▸ INPUT ROWS
· · · · ·

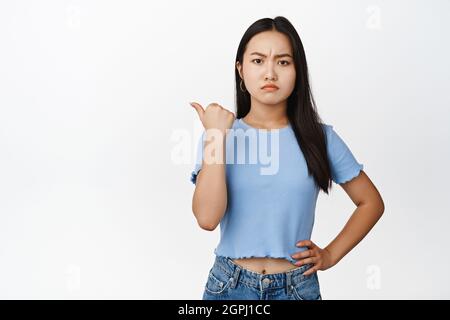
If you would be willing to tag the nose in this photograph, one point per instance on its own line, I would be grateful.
(270, 72)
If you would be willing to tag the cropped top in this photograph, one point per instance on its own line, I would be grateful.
(271, 198)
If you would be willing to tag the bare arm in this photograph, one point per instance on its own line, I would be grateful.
(209, 201)
(370, 207)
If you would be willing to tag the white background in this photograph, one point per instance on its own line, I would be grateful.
(95, 197)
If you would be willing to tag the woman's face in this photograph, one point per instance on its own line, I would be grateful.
(262, 65)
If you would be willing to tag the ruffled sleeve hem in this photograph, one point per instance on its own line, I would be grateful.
(353, 173)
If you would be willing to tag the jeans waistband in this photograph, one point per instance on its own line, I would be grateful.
(260, 280)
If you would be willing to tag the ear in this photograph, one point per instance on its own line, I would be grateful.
(239, 68)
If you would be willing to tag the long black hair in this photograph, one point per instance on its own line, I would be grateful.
(301, 108)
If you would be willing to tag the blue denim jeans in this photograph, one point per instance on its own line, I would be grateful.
(230, 281)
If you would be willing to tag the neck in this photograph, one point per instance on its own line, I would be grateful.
(265, 115)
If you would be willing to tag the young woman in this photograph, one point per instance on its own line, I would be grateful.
(266, 212)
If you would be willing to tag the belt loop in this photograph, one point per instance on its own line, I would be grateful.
(235, 276)
(288, 282)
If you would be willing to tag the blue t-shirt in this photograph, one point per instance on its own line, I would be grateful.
(271, 197)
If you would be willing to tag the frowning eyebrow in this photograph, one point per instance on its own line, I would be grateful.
(276, 56)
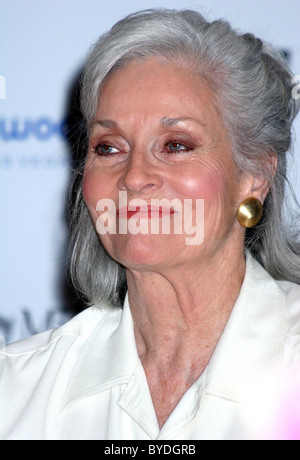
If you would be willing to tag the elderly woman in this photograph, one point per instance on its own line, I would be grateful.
(178, 220)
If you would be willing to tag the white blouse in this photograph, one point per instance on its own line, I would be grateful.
(85, 381)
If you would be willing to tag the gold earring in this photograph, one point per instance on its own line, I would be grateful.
(250, 212)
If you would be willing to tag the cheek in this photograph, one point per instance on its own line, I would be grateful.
(207, 185)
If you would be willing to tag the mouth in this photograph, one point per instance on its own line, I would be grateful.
(148, 212)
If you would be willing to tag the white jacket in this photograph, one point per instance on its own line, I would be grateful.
(85, 379)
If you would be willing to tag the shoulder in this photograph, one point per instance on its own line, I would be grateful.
(60, 340)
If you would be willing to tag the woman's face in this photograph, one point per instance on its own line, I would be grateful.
(158, 135)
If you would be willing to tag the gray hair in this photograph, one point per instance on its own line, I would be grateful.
(253, 86)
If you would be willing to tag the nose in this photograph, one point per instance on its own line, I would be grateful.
(140, 175)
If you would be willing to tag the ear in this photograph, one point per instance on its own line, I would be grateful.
(258, 186)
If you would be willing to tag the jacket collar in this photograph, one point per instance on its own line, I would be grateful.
(108, 357)
(252, 340)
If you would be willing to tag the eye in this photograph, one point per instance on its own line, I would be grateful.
(105, 150)
(177, 147)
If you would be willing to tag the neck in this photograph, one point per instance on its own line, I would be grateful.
(182, 313)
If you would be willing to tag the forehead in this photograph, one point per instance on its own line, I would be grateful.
(156, 84)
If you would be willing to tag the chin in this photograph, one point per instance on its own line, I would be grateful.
(141, 251)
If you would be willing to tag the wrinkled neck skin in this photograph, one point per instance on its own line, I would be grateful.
(179, 316)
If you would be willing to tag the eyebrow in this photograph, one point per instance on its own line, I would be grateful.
(169, 122)
(165, 122)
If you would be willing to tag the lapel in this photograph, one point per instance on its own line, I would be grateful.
(108, 357)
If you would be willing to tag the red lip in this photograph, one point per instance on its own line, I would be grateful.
(148, 212)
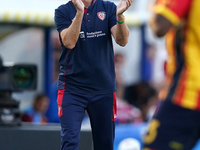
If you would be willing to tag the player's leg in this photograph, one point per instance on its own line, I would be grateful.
(173, 127)
(71, 114)
(100, 111)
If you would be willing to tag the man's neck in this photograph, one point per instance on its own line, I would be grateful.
(87, 3)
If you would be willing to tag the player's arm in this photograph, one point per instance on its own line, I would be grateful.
(120, 31)
(70, 35)
(160, 25)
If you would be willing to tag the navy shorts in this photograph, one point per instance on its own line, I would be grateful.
(101, 110)
(173, 128)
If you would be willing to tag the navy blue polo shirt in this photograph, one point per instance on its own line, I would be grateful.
(89, 66)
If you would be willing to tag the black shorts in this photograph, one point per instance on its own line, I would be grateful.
(173, 128)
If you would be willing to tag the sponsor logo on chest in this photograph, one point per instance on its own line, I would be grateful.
(101, 15)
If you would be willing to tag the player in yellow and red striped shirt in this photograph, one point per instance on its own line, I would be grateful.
(176, 126)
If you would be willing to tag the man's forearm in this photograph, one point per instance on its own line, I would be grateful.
(122, 32)
(70, 35)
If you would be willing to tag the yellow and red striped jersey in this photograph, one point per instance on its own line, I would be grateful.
(183, 45)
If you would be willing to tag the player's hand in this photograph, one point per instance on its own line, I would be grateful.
(78, 5)
(122, 6)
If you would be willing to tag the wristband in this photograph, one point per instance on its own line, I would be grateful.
(120, 22)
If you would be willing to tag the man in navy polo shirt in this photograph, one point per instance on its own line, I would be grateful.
(87, 78)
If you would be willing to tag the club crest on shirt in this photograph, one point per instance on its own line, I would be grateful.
(101, 15)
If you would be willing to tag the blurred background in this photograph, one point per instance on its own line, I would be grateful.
(28, 37)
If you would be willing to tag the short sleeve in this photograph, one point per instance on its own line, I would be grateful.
(62, 21)
(112, 19)
(173, 10)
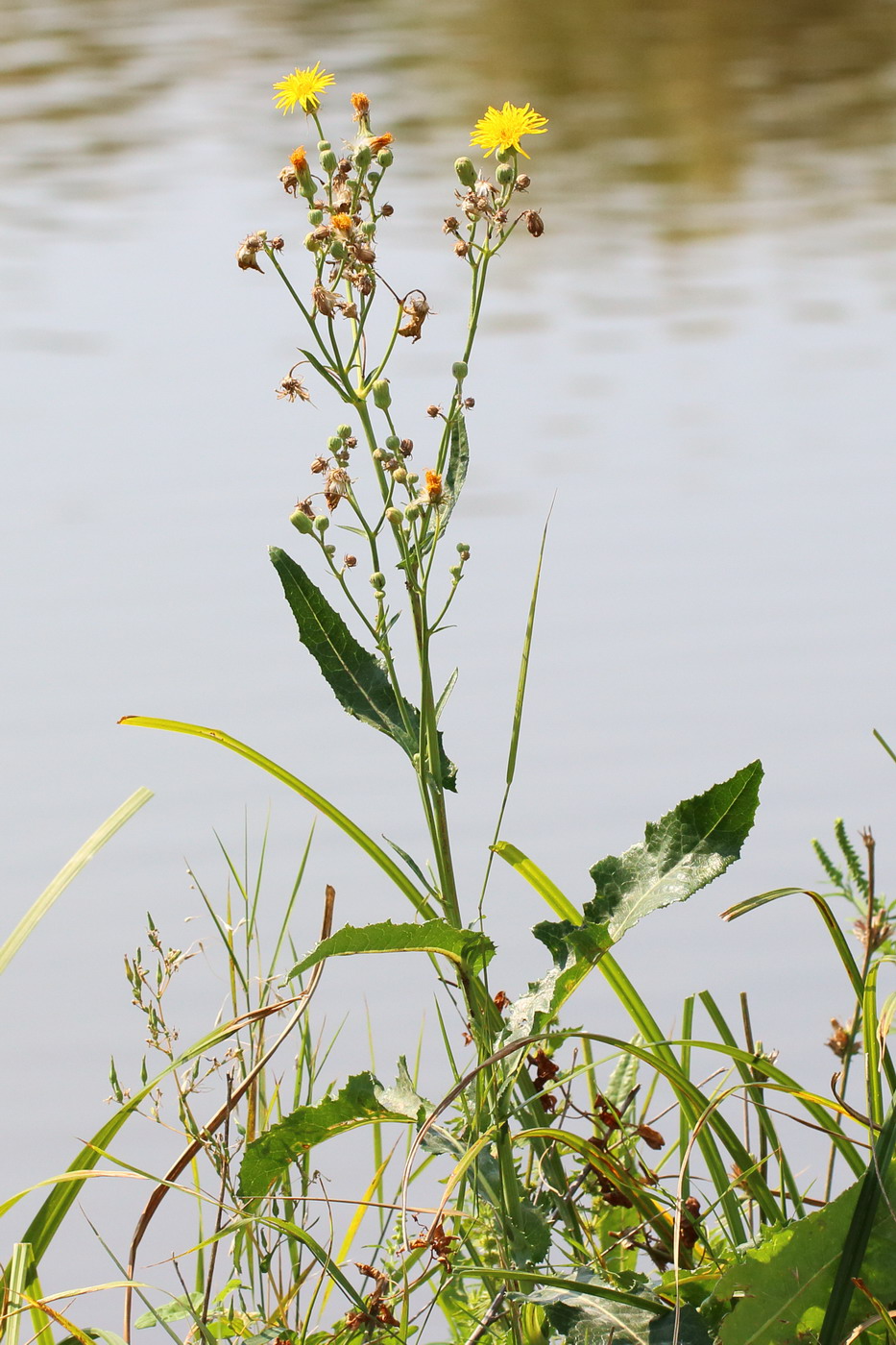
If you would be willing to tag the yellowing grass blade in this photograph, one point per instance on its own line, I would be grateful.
(76, 864)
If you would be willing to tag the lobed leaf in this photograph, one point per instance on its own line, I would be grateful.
(356, 678)
(460, 945)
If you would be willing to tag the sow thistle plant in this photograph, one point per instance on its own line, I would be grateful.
(587, 1186)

· · · · ·

▸ EXERCISE INSTRUCTIONS
Do not include the images; transcribe the rest of the listing exactly.

▸ TASK OUTPUT
If you would be willing to tag the nose in this photograph, one point per instance on its own line, I would be grateful.
(270, 72)
If you would be willing to tag the cropped top in this photograph, one point per instance on its own line, I would be grateful.
(271, 198)
If you would be willing to tag the bare arm in this photograph, one point per instance on its own line, I would be grateful.
(209, 201)
(370, 207)
If you would be willing to tag the white background in this photograph, one point per instance on its own line, I would be grateful.
(95, 197)
If you would be willing to tag the woman's face in this photograph, one point per instance on its own line, I would be grateful.
(262, 65)
If you would be willing to tag the ruffled sleeve hem in this photograph, one point per instance on its own line, I would be grateful.
(353, 173)
If you would be willing to tag the jeans waistband in this photograph, one point per instance on its own line, I would be grateful.
(260, 280)
If you would be willing to tag the ear in this photograph, one point per instance on its own line, I would be grateful.
(239, 68)
If you would be willing to tag the long black hair in this photograph, one point per instance on its own line, I would be grateful.
(301, 108)
If you would be willing to tag the blue denim jeans in this photograph, one point per instance on its own line, I would be grateful.
(230, 281)
If you would be willing to tag the neck in this photograph, one point per instance on its own line, I would be grateful.
(265, 115)
If you would be willing to tag the young woman in this photograph, one point per instance on its own line, I would be grateful.
(266, 212)
If you would be willing to tag the belt loop in this photograph, one point per instance on its own line, I would be grateful.
(235, 276)
(288, 282)
If you would be willing to tag the blue t-shirt in this photograph, one point per instance on its own line, I would be grateful.
(271, 197)
If you would be willing to tag the frowning eyebrow in this photograph, one point per instance on its own line, I would be grateful.
(276, 56)
If you would be willing to tag the elderly woman in this photograph, one point per instance on its own line, I would be grateful.
(178, 220)
If you would be willing to tag the white blouse in this photograph, one point per instance on its own line, I would be grateful.
(85, 381)
If you would be willing to tag the gold earring in this photograph, one point per instance on its own line, I would be grateful.
(250, 212)
If you would be willing to tag the cheek in this photograph, one point per instance on its own line, I would be grateful.
(207, 185)
If you would be willing to tag the mouth in this photograph, one point per instance on its own line, I would be grateful.
(148, 212)
If you would be willing to tag the white jacket in this photograph, one point per instance on its own line, I would be grateful.
(85, 379)
If you would be willing to tag the shoulder in this photograph, one point per instance on its own line, I would be grateful.
(60, 340)
If you would be willing to tag the woman's face in this photograph, one point per instance on its own line, I would be grateful.
(158, 135)
If you would be willing to tag the gray hair in this photograph, one point per instance on its own line, I would be grateful.
(253, 86)
If you would be willing to tag the nose in this photograph, one point per instance on its own line, I would be grateful.
(140, 175)
If you would be willing to tag the ear in this photograph, one point per instance on its own line, I would be grateful.
(258, 186)
If you would be willing to tag the jacket collar in this photograph, one point per instance on its own line, I would be grateful.
(108, 357)
(252, 340)
If you would be willing to tag the eye in this photograph, one point per instance on its own line, I would be grateful.
(105, 150)
(177, 147)
If you would be willing to tag the neck in this photograph, one point per instance on its own line, I would be grateful.
(182, 313)
If you would be willing to tag the forehead in this photograph, one point per instance on its own line, I would be grateful.
(156, 84)
If you would be willing to tag the chin in this photograph, one point per instance on its own line, I would be grateful.
(141, 251)
If you would be willing to tag the wrinkled neck skin in this photograph, one point per instance on its own line, I would be grateful.
(179, 316)
If you would be willing to tag the eyebrow in this photograph, one point per instance on its own line, I would be grateful.
(169, 122)
(165, 122)
If you would be willing to tag the lapel in this photograph, one point per instance on its own line, I would be grateful.
(108, 357)
If you would be willing to tag the red lip in this photograph, one point per instance on its own line, I would be grateful.
(148, 212)
If you would be willing to tag the player's leg in this photograph, one point per instance on its own line, I would be grateful.
(173, 127)
(71, 114)
(100, 111)
If you would be willing to tag the man's neck in this photograph, one point per instance on its own line, I would be grateful.
(87, 3)
If you would be willing to tag the player's arm in this photograph, one point per instance on its own line, I would be grateful.
(120, 31)
(70, 35)
(160, 25)
If you would be willing to tag the navy shorts in this photograph, one point per instance on its own line, I would be grateful.
(101, 110)
(173, 128)
If you would be willing to tag the navy blue polo shirt in this photograph, one point per instance on its own line, I would be grateful.
(89, 66)
If you would be willing to tag the black shorts in this photograph, one point per instance on its own line, I would be grateful.
(173, 128)
If you would be willing to tag the sponsor logo on chest in this photograph, one point per instance on its own line, I would be grateful.
(101, 15)
If you would be willing to tag the player in yellow and red striped shirt in this photograph, one point per instance on its own line, I would be grateful.
(176, 126)
If you would be willing to tag the man's forearm in this photograph, one point per instance on its own line, I would be grateful.
(122, 32)
(70, 35)
If you would be willing to tag the yellow and red striped jersey in this photograph, one point per instance on its own line, I would be grateful.
(183, 45)
If you would be willing to tag the player's hand in this photograph, one point per instance on its own line, I would be grateful.
(78, 5)
(122, 6)
If you would be willing to tag the wristband in this photograph, one point per instance on its own line, I would be grateful.
(120, 22)
If you would be willing to tag the man in navy polo shirt in this photograph, one point per instance on its own line, I would be grateful.
(87, 78)
If you would be willing to tag the club crest on shirt in this photograph, one point per instance on its own line, I would be grateful.
(101, 15)
If you would be willing to tag the blurred background in this photograph, one point per instance on its own line, I would be grateful.
(28, 37)
If you would be willing to tag the short sleeve in this photograph, one point per instance on its own line, I would be grateful.
(62, 21)
(112, 19)
(173, 10)
If you would be willing to tag the yellowing grass blade in this photograph, one point per instance on its own line, I would be grateful.
(76, 864)
If you would be willing to tag the lobed leaf in this photograph, one point per instance on its own line, I would be grateful.
(356, 678)
(460, 945)
If you would be willing to tag the sow thistle plant in this photograph, one point per instance on its own line, I would be grateful.
(587, 1186)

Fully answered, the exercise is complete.